— What you have to do —
Below are the entries to retype; reproduce each one exactly.

— Data extract —
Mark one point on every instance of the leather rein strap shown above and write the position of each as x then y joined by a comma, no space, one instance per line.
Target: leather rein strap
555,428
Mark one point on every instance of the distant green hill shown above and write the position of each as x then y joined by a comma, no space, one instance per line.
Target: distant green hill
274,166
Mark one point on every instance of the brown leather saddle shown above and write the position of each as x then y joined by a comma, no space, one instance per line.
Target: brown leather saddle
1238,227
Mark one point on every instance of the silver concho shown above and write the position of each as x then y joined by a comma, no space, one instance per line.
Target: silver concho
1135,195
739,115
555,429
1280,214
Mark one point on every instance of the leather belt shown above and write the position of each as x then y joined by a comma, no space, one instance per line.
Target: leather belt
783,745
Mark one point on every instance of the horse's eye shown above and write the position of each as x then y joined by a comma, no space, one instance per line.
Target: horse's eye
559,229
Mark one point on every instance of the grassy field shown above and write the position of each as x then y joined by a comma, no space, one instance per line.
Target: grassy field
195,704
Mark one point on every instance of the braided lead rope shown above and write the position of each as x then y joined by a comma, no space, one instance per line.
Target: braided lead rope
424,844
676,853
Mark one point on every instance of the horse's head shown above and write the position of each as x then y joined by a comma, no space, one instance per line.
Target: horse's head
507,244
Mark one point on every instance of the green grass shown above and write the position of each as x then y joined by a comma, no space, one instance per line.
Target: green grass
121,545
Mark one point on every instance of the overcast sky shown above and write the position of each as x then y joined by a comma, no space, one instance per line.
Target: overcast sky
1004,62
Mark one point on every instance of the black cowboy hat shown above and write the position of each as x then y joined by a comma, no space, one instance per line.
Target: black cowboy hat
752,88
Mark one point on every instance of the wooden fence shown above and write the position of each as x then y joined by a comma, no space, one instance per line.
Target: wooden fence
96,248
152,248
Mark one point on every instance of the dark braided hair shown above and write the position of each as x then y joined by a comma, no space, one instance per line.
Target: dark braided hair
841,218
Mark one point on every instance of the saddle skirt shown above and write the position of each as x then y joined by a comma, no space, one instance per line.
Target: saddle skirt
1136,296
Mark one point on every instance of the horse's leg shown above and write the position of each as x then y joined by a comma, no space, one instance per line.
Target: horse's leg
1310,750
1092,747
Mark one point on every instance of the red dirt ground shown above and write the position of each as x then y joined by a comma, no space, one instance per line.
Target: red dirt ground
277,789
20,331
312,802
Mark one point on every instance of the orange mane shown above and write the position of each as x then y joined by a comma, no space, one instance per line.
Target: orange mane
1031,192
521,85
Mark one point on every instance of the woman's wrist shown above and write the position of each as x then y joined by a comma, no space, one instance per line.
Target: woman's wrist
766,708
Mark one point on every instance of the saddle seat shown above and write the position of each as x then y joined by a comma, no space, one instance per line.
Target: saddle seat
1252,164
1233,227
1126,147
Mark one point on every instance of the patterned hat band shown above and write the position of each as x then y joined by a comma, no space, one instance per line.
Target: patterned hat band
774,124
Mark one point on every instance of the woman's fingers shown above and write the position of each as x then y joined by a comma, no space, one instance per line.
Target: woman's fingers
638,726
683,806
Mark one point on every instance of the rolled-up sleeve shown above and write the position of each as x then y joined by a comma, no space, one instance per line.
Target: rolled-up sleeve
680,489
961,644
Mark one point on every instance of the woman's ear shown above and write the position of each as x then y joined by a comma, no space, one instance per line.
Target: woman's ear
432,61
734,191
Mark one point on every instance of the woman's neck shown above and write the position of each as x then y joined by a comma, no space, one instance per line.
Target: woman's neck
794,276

— Output of the exercise —
Mark one point on every instance of the leather rein strap shown above and write the position of each as x then y joined by a comma, no space, one instance per line.
Target: leather rein strap
555,428
Mark one point on every instance of the distant green hill shown above and write the position of each as x then y joined by a comma, no space, one instance per line.
Target: distant green hill
274,166
Mark one point on every instance of the brown leather saddle shown above and write the position of each as x then y joined by a comma, no space, one instance per line.
Target: brown leather saddle
1238,227
Mark one point on every instance of the silver concho shown above and write the position of each as x then y joined by a comma, no space, one instance per line.
Target: silver concho
1135,195
739,115
555,429
1280,214
Mark one point on every instance of the leather belt shown above and write the position of each as x then y joined by a comma, no space, one instance per line.
Target: leather belt
783,745
Mark one point on every instance of the horse's eye shown above and write the position of each as x then y joined by a comma, no space, one instance per line.
Target: horse's eye
559,229
Mark one point on every instance of the grassy field shown above and write the position of each as x then y joined by a comma, no space, one instance per line.
Target: grassy field
195,704
Mark one point on every instance of the braided lead rope shown above and write the position of each as x then y joined by a comma, no space, one instance per line.
Target: braided lead rope
424,844
676,853
Mark one point on every instance of the horse's head shown above and write the position of each as x then y joined by a comma, no space, one instance per line.
Target: horse's head
507,244
Mark one point on every instance of the green grass shown above and write the position of each as x then y joined by a comma, no space, one instance per line.
Target: green grass
121,545
Mark one point on every instance of the overcast sky shown above and write the position of each as x then y joined by a comma, no space, one instance per line.
Target: overcast sky
1004,62
Mark one point on every instance of the black cowboy hat shown above and write the position of each as x then y joined by a comma, no space, one instance per line.
Target: black cowboy hat
752,88
Mark one point on every instance of the wooden fence shown above and write the position of each as x then y joined by a comma, no space, one instance per line.
Target: wooden fence
96,248
152,248
Mark one point on every instance of the dark braided hair shown above and write the position of each as x then y joined by a comma, no space, one instance per line.
Target: dark braided hair
841,218
Mark one point on every instance of the saddle skirt shown above and write the position of each as x then y joined by a comma, no space, one instance per line.
Target: saddle skirt
1136,296
Mark one point on every instance of the horse's leg shown above and write the position of each as x then y joined by a comma, no space, one instance per line.
Target: horse's leg
1310,750
1092,747
Mark one point on every instance of the red dirt ground shown above and write the position of each as x then y joined by a comma, no space, one instance per line.
Target: red dirt ground
277,789
20,331
312,802
Mark one point on every instance of the orange mane shown above and write the position of each as x then y joined by a comma, no space, one instance per line.
Target: orange mane
1031,192
521,85
Mark one point on every instance of the woman's wrist shown above and write the position of each as x then y joined by a comma, no space, one instance per line.
Target: woman's wrist
766,708
Mark one point on every instance of the saddle seat shown above and write the position of each as x then y joined by a comma, no space, one instance per line.
Target: saddle seat
1252,164
1233,227
1126,147
Mark one point on every instance of the patterned hat band shown above and write the position of each as x then y joined by a comma, no space, one instance per line.
Target: patterned hat band
774,124
Mark one point on every instance of the woman's fingers shown above and write the position of each as x then y joined by a comma, no space, one instance per line.
Target: woman's fingers
638,726
683,806
Mark one point on every instance of the rolled-up sleeve shown above and write the position of each as x then y joined by a comma, no space, one instance per line.
Target: rolled-up sleeve
680,489
961,644
Mark one point on every instance of the woman's ear shown above and write the position of each as x then y joined by a comma, no space, one instance per line.
Target: woman's ear
432,61
734,191
Mark one point on every instance of the woman's neck shown above and write the position of each as x then y joined by a comma, no space, one instance per line.
Target: woman's neck
794,276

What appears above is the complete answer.